### TEXTAUSZUG
|---|

Loyal und Leistungsstark

Mitarbeiter binden und Teams fördern

Das Thema Mitarbeiterbindung wird vor dem Hintergrund des zunehmenden Fachkräftemangels immer wichtiger.

Mitarbeiter binden und Teams fördern
Foto: iStock
Das Thema Mitarbeiterbindung wird vor dem Hintergrund des zunehmenden Fachkräftemangels immer wichtiger. Jeder eingearbeitete Mitarbeiter, im Team integrierte Kollege, in der Touristik ausgebildete Fachkraft, die das Unternehmen verlässt, ist ein herber Verlust. Was können wir also tun, um die Fluktuation so gering wie möglich zu halten?

Vergangene Woche telefonierte ich mit Stefanie, Personalleiterin bei einem Reiseunternehmen. Sie stöhnte und beklagte, dass schon drei Kollegen gekündigt haben. Und noch schlimmer: Im Kündigungsgespräch legten die Mitarbeiter die Karten auf den Tisch. Sie hatten allesamt bessere Angebote, spannendere Aufgabenfelder wie auch wichtige private Veränderungen, die Liste der Begründungen war lang. Die unverblümte Offenheit der ausscheidenden Kollegen und Kolleginnen hilft Stefanie erst einmal nicht weiter, denn es wird immer schwerer, gute Leute zu bekommen. Und ihre Teamleiter drängeln, sie brauchen möglichst schnell Ersatz, das Unternehmen wächst.

Jeder Mitarbeiter, der das Unternehmen verlässt, ist ein Verlust

»Wir müssen aber an der Mitarbeiterbindung arbeiten, anstatt alle Ressourcen in Neueinstellungen zu stecken«, erklärt sie mir. Ein kluger Gedanke, wie ich finde. Denn Mitarbeiterbindung wird in Zeiten des zunehmenden Fachkräftemangels immer wichtiger. Jeder in den Unternehmensprozessen eingearbeitete Mitarbeiter, im Team integrierte Kollege, in der Touristik ausgebildete Fachmann, der das Unternehmen verlässt, ist aus vielerlei Gründen ein großer Verlust. Das umfangreiche Wissen aus vielen Jahren Erfahrung geht verloren. Selbst nach einem ausführlichen Übergabeprozess an einen neu eingestellten Kollegen, bleibt Know-How auf der Strecke, denn das individuelle und implizite Erfahrungswissen lässt sich nur zum Teil weitergeben.

|---|

### ARBEITSAUFTRAG A
Welche Stelle hat Stefanie laut dem Textauszug über Mitarbeiterbindung inne?

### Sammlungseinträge
|---|

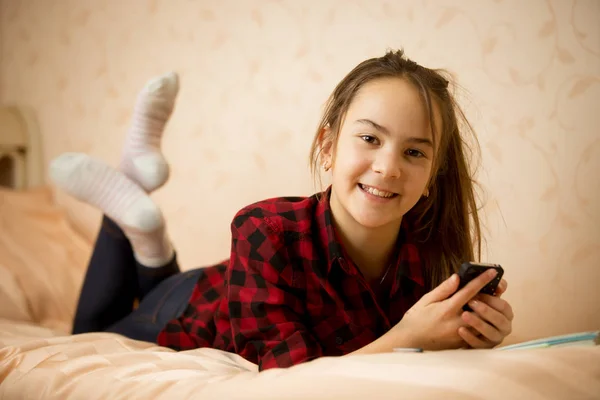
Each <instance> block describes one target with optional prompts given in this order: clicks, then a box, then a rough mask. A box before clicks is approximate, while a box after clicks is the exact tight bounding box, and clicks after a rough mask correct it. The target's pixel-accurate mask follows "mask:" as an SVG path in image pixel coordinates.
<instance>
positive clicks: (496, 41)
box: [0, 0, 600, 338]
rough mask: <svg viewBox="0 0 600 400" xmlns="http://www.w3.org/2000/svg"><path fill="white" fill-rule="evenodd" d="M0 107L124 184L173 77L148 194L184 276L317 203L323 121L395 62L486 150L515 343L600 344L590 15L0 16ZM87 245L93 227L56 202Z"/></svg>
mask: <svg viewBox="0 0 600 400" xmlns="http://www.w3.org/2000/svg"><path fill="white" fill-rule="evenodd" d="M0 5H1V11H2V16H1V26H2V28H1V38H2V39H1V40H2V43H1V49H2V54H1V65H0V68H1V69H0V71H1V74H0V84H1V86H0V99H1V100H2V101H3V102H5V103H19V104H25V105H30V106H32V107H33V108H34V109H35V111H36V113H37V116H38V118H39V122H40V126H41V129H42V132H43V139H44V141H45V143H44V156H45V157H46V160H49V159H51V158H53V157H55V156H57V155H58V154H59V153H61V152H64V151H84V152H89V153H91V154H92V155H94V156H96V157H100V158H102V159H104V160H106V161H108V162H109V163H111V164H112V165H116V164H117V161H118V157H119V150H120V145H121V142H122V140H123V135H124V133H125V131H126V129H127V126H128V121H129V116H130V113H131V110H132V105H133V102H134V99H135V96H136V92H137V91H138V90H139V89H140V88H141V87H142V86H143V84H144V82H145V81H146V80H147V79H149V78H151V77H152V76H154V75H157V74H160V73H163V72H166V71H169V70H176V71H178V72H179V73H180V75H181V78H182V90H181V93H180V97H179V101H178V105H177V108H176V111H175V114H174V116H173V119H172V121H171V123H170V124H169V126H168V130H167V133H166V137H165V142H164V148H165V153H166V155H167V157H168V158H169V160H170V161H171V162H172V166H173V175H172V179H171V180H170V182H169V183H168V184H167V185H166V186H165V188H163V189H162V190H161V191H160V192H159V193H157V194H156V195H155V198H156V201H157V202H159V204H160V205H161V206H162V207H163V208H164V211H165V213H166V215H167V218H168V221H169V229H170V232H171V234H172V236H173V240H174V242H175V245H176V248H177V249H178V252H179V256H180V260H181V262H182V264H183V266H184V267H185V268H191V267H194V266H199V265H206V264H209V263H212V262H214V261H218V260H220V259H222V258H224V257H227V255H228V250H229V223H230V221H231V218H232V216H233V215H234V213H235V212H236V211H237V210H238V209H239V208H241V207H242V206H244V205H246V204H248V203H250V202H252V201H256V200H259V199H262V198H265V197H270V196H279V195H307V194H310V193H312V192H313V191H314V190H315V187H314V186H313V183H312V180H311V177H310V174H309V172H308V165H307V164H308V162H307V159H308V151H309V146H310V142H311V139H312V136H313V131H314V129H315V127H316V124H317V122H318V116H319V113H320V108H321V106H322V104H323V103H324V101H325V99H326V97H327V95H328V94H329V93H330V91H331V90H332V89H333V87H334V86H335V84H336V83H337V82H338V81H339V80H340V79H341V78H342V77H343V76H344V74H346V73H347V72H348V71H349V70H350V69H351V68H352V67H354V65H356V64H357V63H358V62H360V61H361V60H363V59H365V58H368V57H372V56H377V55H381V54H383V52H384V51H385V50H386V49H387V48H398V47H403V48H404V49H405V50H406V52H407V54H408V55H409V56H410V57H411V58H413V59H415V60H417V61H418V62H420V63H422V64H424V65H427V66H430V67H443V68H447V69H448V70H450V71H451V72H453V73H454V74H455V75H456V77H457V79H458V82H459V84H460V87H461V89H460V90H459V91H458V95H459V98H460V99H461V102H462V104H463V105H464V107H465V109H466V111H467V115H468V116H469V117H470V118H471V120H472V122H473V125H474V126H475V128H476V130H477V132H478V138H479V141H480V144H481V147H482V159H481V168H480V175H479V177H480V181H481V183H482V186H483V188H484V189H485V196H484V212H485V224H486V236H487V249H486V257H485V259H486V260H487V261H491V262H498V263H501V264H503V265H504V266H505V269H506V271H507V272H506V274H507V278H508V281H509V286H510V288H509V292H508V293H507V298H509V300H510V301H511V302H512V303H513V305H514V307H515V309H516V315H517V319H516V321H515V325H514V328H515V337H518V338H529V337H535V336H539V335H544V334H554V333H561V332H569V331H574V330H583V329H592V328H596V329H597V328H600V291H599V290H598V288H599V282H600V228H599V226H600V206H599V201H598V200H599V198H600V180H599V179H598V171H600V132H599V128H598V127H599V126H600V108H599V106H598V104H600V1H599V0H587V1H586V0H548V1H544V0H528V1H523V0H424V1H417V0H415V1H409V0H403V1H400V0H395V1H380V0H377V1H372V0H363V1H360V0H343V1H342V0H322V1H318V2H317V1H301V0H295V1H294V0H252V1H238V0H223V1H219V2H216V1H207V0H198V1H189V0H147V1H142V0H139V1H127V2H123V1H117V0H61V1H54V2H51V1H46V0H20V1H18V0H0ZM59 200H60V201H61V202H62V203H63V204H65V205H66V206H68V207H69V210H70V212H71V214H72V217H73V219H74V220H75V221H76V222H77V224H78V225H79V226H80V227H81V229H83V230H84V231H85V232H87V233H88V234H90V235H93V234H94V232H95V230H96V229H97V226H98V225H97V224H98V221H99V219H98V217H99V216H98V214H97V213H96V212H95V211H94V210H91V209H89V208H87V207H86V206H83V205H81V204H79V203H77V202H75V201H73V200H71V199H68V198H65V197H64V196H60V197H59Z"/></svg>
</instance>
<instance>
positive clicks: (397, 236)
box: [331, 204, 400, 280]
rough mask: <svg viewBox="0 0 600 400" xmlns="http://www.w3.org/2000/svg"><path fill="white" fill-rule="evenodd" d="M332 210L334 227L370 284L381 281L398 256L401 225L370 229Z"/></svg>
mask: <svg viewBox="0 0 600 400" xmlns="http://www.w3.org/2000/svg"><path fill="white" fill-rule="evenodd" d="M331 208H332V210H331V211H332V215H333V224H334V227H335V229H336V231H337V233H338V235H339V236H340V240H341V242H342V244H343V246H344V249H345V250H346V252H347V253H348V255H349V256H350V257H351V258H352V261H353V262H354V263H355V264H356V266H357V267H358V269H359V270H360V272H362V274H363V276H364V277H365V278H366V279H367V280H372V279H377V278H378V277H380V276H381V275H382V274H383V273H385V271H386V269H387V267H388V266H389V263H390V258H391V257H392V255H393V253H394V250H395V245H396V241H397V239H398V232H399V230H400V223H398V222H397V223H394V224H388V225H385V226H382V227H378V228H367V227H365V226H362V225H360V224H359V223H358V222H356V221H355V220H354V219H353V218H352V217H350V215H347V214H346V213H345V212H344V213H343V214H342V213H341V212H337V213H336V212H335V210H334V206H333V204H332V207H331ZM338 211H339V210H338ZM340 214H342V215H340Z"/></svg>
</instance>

|---|

### ARBEITSAUFTRAG B
Gib die Zeilen des Zeilenblocks ab der Zeile mit „210L334 227L370 284L381“ bis zu seinem Ende erneut aus und ersetze darin „rough mask“ durch „coarse mask“. Alles andere bleibt unverändert.

### SCHRIFTLICHE ANTWORT A
Sie ist Personalleiterin bei einem Reiseunternehmen.

### SCHRIFTLICHE ANTWORT B
coarse mask: <svg viewBox="0 0 600 400" xmlns="http://www.w3.org/2000/svg"><path fill="white" fill-rule="evenodd" d="M332 210L334 227L370 284L381 281L398 256L401 225L370 229Z"/></svg>
mask: <svg viewBox="0 0 600 400" xmlns="http://www.w3.org/2000/svg"><path fill="white" fill-rule="evenodd" d="M331 208H332V210H331V211H332V215H333V224H334V227H335V229H336V231H337V233H338V235H339V236H340V240H341V242H342V244H343V246H344V249H345V250H346V252H347V253H348V255H349V256H350V257H351V258H352V261H353V262H354V263H355V264H356V266H357V267H358V269H359V270H360V272H362V274H363V276H364V277H365V278H366V279H367V280H372V279H377V278H378V277H380V276H381V275H382V274H383V273H385V271H386V269H387V267H388V266H389V263H390V258H391V257H392V255H393V253H394V250H395V245H396V241H397V239H398V232H399V230H400V223H398V222H397V223H394V224H388V225H385V226H382V227H378V228H367V227H365V226H362V225H360V224H359V223H358V222H356V221H355V220H354V219H353V218H352V217H350V215H347V214H346V213H345V212H344V213H343V214H342V213H341V212H337V213H336V212H335V210H334V206H333V204H332V207H331ZM338 211H339V210H338ZM340 214H342V215H340Z"/></svg>
</instance>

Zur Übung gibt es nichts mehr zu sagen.